# STATED TASK
Could you turn every line of the records below into a JSON list of strings, one string per line, skipping blank lines? Leave the picture lines out.
-- START ITEMS --
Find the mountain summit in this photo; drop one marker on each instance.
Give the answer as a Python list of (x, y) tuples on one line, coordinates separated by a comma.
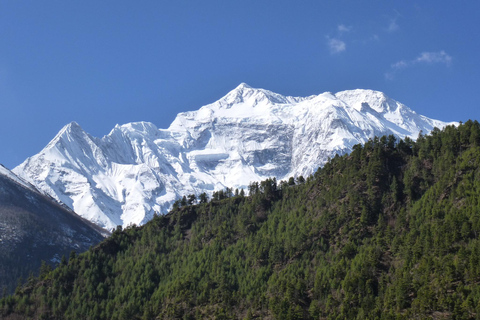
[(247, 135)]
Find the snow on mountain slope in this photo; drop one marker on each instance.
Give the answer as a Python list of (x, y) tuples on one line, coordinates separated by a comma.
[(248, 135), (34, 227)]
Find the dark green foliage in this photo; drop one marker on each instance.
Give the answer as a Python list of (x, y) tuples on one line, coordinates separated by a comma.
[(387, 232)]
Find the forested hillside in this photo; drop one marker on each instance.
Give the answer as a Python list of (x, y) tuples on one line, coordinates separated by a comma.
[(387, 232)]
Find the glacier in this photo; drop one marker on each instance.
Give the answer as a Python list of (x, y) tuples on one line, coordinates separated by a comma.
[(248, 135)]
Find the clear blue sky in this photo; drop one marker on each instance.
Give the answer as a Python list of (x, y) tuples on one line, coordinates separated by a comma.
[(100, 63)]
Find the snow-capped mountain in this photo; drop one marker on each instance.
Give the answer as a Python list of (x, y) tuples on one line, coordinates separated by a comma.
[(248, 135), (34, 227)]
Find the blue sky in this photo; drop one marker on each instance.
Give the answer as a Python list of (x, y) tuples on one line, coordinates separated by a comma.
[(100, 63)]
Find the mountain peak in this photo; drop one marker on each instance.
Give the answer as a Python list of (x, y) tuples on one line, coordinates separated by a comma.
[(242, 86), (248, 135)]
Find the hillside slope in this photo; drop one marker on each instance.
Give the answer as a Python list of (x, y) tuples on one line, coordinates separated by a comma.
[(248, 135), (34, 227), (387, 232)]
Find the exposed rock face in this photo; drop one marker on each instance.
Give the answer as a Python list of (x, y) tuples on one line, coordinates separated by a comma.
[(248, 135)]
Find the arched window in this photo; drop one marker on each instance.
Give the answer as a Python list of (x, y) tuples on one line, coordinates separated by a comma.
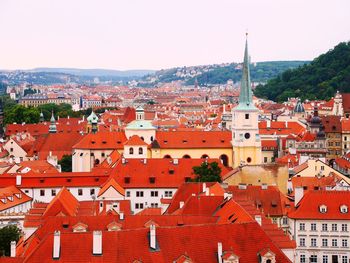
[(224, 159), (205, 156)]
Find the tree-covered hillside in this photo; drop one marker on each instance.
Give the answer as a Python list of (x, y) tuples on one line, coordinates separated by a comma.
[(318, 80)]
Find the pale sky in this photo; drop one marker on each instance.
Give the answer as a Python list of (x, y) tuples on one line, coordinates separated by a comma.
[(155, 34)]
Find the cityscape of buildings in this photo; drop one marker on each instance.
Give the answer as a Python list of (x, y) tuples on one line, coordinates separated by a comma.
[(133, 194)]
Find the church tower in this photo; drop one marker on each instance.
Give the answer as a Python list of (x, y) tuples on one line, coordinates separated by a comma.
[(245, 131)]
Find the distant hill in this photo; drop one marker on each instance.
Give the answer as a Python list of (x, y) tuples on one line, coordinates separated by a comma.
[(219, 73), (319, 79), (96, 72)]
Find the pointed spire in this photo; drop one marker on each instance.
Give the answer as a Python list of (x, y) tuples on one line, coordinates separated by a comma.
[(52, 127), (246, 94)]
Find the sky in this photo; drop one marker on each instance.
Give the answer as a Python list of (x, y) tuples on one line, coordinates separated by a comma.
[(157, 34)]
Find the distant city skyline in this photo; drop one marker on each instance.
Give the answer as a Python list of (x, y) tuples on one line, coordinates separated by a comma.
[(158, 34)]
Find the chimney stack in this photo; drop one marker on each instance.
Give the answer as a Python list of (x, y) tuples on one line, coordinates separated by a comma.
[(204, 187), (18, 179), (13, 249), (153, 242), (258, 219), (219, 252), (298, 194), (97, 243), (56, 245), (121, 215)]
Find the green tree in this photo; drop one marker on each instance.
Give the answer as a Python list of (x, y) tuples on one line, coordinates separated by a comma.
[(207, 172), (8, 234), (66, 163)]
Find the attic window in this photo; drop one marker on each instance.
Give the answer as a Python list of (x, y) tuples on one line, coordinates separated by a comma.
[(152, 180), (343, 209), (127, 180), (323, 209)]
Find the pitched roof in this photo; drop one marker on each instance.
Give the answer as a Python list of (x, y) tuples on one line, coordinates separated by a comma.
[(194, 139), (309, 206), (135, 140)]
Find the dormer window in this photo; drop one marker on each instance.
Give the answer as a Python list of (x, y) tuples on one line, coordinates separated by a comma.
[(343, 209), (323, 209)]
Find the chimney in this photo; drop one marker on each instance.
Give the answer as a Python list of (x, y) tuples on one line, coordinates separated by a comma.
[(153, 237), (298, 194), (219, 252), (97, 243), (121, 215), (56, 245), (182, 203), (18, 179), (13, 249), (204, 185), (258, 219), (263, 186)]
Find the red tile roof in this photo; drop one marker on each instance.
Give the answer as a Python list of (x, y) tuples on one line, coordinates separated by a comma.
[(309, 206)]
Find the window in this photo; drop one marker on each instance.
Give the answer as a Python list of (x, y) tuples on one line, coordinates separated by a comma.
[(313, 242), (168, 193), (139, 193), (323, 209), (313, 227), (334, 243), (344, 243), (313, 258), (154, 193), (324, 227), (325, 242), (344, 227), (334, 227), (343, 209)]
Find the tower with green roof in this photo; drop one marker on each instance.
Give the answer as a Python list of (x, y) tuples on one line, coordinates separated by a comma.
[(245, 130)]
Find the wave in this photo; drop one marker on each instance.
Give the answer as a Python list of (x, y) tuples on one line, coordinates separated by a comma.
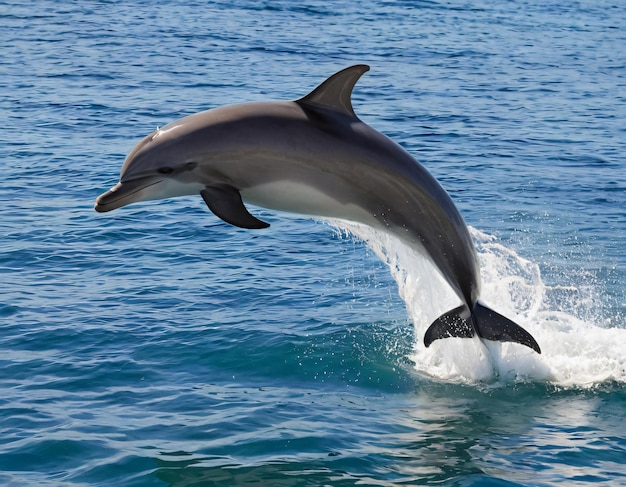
-- END ITEMS --
# EXERCISE RESPONSE
[
  "Find the mountain summit in this photo; drop one marker on each instance.",
  "Give the answer as a Python list of (x, y) tuples on one line, coordinates separated by a comma.",
  "[(247, 135)]",
  "Find the snow on mountain slope in this photo; drop one marker on each instance.",
  "Give the answer as a Python list of (x, y) tuples on one line, coordinates separated by a comma.",
  "[(248, 135), (34, 227)]",
  "Find the dark green foliage in this photo; drop one marker on each instance.",
  "Give the answer as a Python list of (x, y) tuples on one line, coordinates separated by a comma.",
  "[(387, 232)]",
  "Find the forested hillside in this photo; drop one marker on each instance.",
  "Give the answer as a Python list of (x, y) tuples on one line, coordinates separated by a comma.",
  "[(387, 232)]",
  "Find the glacier in this photo; drop one marker on each instance.",
  "Give the answer as a Python list of (x, y) tuples on one line, coordinates separated by a comma.",
  "[(248, 135)]",
  "Find the clear blue sky in this photo; drop one marker on each instance.",
  "Give the answer as a Python list of (x, y) tuples on one line, coordinates separated by a comma.",
  "[(100, 63)]",
  "Find the snow-capped mountain in this photo; drop one marker on each instance.",
  "Give the answer as a Python list of (x, y) tuples on one line, coordinates separated by a comma.",
  "[(248, 135), (34, 227)]",
  "Find the blue sky in this photo; drop one marker on each instance.",
  "Give the answer as a Python list of (x, y) tuples on one line, coordinates separated by a comma.",
  "[(100, 63)]",
  "Find the mountain peak in this photo; drop one marker on each instance.",
  "Give the answer as a Python list of (x, y) tuples on one line, coordinates separated by a comma.",
  "[(242, 86), (248, 135)]",
  "Find the hillside slope in this photo; drop one marker on each instance.",
  "Give the answer as a Python list of (x, y) tuples on one line, coordinates separated by a comma.",
  "[(248, 135), (34, 227), (387, 232)]",
  "Find the exposed rock face in this photo; drop one marker on each instance.",
  "Give the answer as a Python list of (x, y) tuples on one line, coordinates separated by a comma.",
  "[(248, 135)]",
  "Find the arched window in this photo; drop one marker on each instance.",
  "Give the answer as a Python list of (x, y) tuples on one line, coordinates separated by a comma.",
  "[(224, 159), (205, 156)]",
  "Find the tree-covered hillside in this photo; drop one marker on each instance.",
  "Give the answer as a Python list of (x, y) tuples on one line, coordinates separated by a comma.",
  "[(318, 80)]",
  "Find the pale sky in this photo; drop one marker on each instance.",
  "Give the answer as a Python list of (x, y) tuples on one line, coordinates separated by a comma.",
  "[(155, 34)]",
  "Find the cityscape of buildings in this photo; drop one marker on each instance.",
  "Give the answer as a Python list of (x, y) tuples on one line, coordinates separated by a comma.",
  "[(133, 194)]",
  "Find the church tower in this photo; drop one marker on each instance.",
  "Give the answer as a Python list of (x, y) tuples on one line, coordinates separated by a comma.",
  "[(245, 131)]",
  "Find the distant hill in this photo; drop one marker on each instance.",
  "Give the answer as a Python list of (x, y) tuples on one line, coordinates separated by a comma.",
  "[(219, 73), (319, 79), (96, 72)]",
  "Find the pointed spire in this photo; drop one marker on each instance.",
  "Give the answer as a Python list of (x, y) tuples on one line, coordinates separated by a comma.",
  "[(52, 127), (246, 94)]",
  "Find the sky in this photo; drop one marker on each instance.",
  "Give the answer as a Python list of (x, y) tuples on one line, coordinates separated by a comma.",
  "[(157, 34)]",
  "Find the distant city skyline in this photo; drop one marker on each instance.",
  "Give the answer as a Python list of (x, y) tuples on one line, coordinates separated by a comma.",
  "[(158, 34)]",
  "Find the chimney stack in this photo; drop one marker on each instance.",
  "Give the answer as a Python list of (x, y) tuples on one line, coordinates separated by a comma.",
  "[(204, 187), (18, 179), (13, 249), (153, 242), (258, 219), (219, 252), (298, 194), (97, 243), (56, 245), (121, 215)]",
  "Find the green tree in this photo; drop one marker on each instance.",
  "Give the answer as a Python list of (x, y) tuples on one line, coordinates separated by a comma.",
  "[(207, 172), (8, 234), (66, 163)]",
  "Find the attic window in this photo; drop one marker on each instance.",
  "Give the answer as a Python list of (x, y) tuples on one line, coordinates separated by a comma.",
  "[(152, 180), (343, 209), (127, 180), (323, 209)]",
  "Find the pitched roof in this photo; drop one marker on each instance.",
  "Give the answer as a Python list of (x, y) tuples on one line, coordinates separated by a comma.",
  "[(194, 139), (309, 206), (135, 140)]",
  "Find the dormer window in this photo; drop one marker on each instance.",
  "Give the answer as a Python list of (x, y) tuples on one line, coordinates separated by a comma.",
  "[(343, 209), (323, 209)]",
  "Find the chimney in this photo; drop one marker on each instance.",
  "Give the answer as a Python list of (x, y) tuples on one line, coordinates separated by a comma.",
  "[(153, 237), (298, 194), (219, 252), (97, 243), (121, 215), (56, 245), (182, 203), (18, 179), (13, 249), (204, 185), (258, 219), (263, 186)]",
  "Find the red tile roof in this photo; drop one marker on each instance.",
  "Give the answer as a Python list of (x, y) tuples on one line, coordinates separated by a comma.",
  "[(309, 206)]",
  "Find the window in this photo; drop one marker on each instance.",
  "Give the answer as a Python list of (x, y) tuples on one line, coordinates separated by a comma.",
  "[(313, 242), (168, 193), (139, 193), (323, 209), (313, 227), (334, 243), (344, 243), (313, 258), (154, 193), (324, 227), (325, 242), (344, 227), (334, 227), (343, 209)]",
  "Find the tower with green roof in this photo; drop one marker on each instance.",
  "Give the answer as a Python list of (x, y) tuples on one line, coordinates separated by a comma.",
  "[(245, 130)]",
  "Find the wave in this photo; drop one marker on each instance.",
  "Give the answer as a Python list of (x, y) tuples on one line, coordinates separated by a comma."
]